Given request 1
From the fan-design text, list every count of computers or fans given in the section about the "Earth Simulator".
Given request 2
Write the next few sentences of the fan-design text, starting after its last sentence.

Quoted text
Background of Applying CFD Analysis for Fan

 Fluid engineering has been utilized for analyzing various types of blades for many years, especially for analyzing large scale products such as screws for marine vessels and blades for windmills. Although heavy industry companies manufacturing these large scale products generally developed their own analysis programs, fluid analysis of fans for electronic devices has lagged behind them. For one thing, the analysis method for a large-scale blade cannot be simply applied to the analysis for electronic devices. Normally, fluid over a blade does not flow along the blade, slightly separating from the blade. The conditions or states of fluids separating from a blade are widely different between a small size fan (a few centimeters in diameter) and a large-scale blower (nearly one meter in diameter). Thus, for design engineers of fluidic devices, these fans seem to be in completely different dimensions. Also, for many electronics manufacturers, a fan was just a single component of an electric device, so they could not afford to invest their time and money just for a fan design. Therefore, most design engineers had to repeat trial and error themselves and largely depended on their experiences for the fan design and development, and thermal management using a fan.

 Under these circumstances, there was almost no research paper on this topic when Takahiro Ito, senior researcher of TM department of Oriental motor, started to work on fan designing in 1988.

Fig.1 Standard product "MRS25" equivalent to the fan used for the original "Earth Simulator"

Development of a Fan for "Earth Simulator"

  Mr. Ito is an expert of fan development. One of the products he developed at Oriental Motor is a fan for "Earth Simulator" (see reference.1), which is utilized for a climate prediction by Japan Agency for Marine-Earth Science and Technology. Approximately 400 computers, each of them sized 100 ×140×200 centimeters, are located in a spacious machine room like a gymnasium. This whole system is called "Earth Simulator". There is an air-conditioning room at the basement where 6 fans are used to pump up the cold air to the above for cooling one computer. Here, overall 2,400 fans are used for the system.

Listing
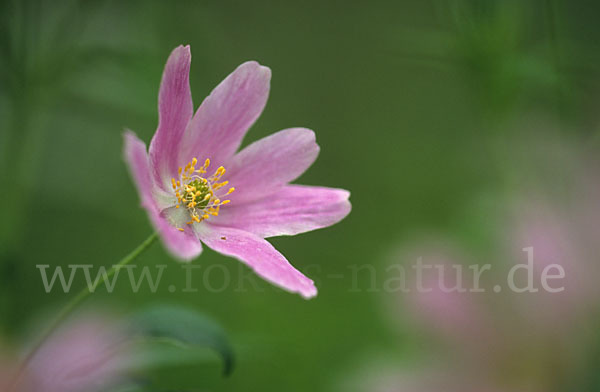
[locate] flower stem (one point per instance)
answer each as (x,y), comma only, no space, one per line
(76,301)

==

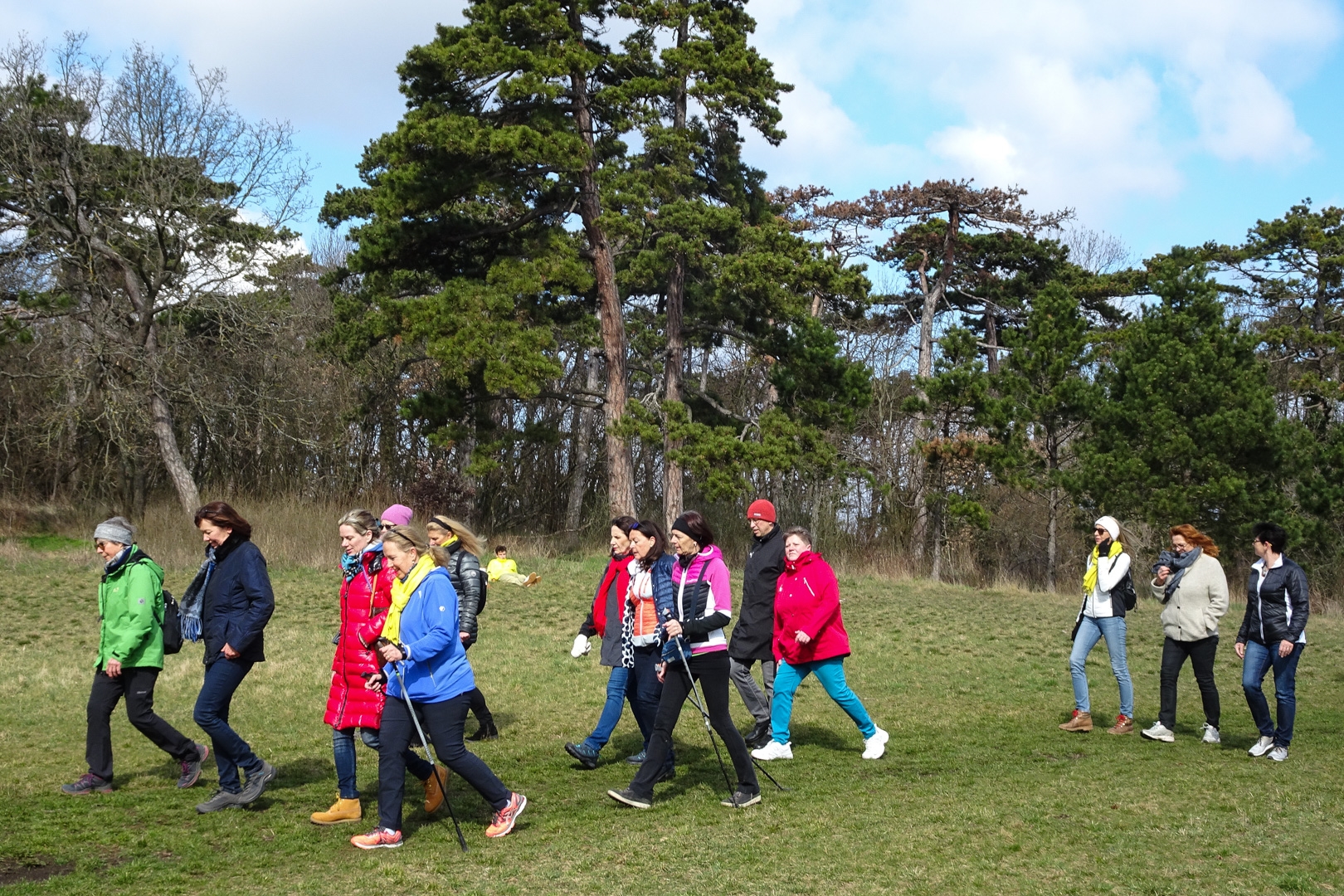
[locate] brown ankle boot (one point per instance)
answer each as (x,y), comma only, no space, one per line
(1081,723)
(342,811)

Written answer 1
- Approximately 400 computers
- 6 fans for cooling one computer
- 2,400 fans overall

Written answer 2
  Since a manufacturer of the Earth Simulator stuck to air cooling rather than water cooling, they demanded a fan with extremely high performance. Above all, their demand for countermeasures against the high levels of noise from 2,400 fans was hard to deal with. At that time, Oriental Motor did not use any sound analysis tool, not even a tool for thermo-fluid analysis. Thus, the company used "Rapid Prototyping Machine" to create a prototype with resin, repeating the measurements of the P-Q characteristics and sounds. Generally, several prototypes are enough for the development of standard products of the company; however, they spent six months in creating more than 60 prototypes to develop a fan for the Earth Simulator.

  The completed product is 25cm in height and width with forty times more flow rate than a fan for a regular personal computer. At present, they sell the fan as "MRS25" (Fig.1, 2). Now, the fan is widely used for the devices requiring a large amount of wind power such as specialized computers with high calculation efficiency for a semiconductor inspection equipment, and inverters for wind and solar power generation.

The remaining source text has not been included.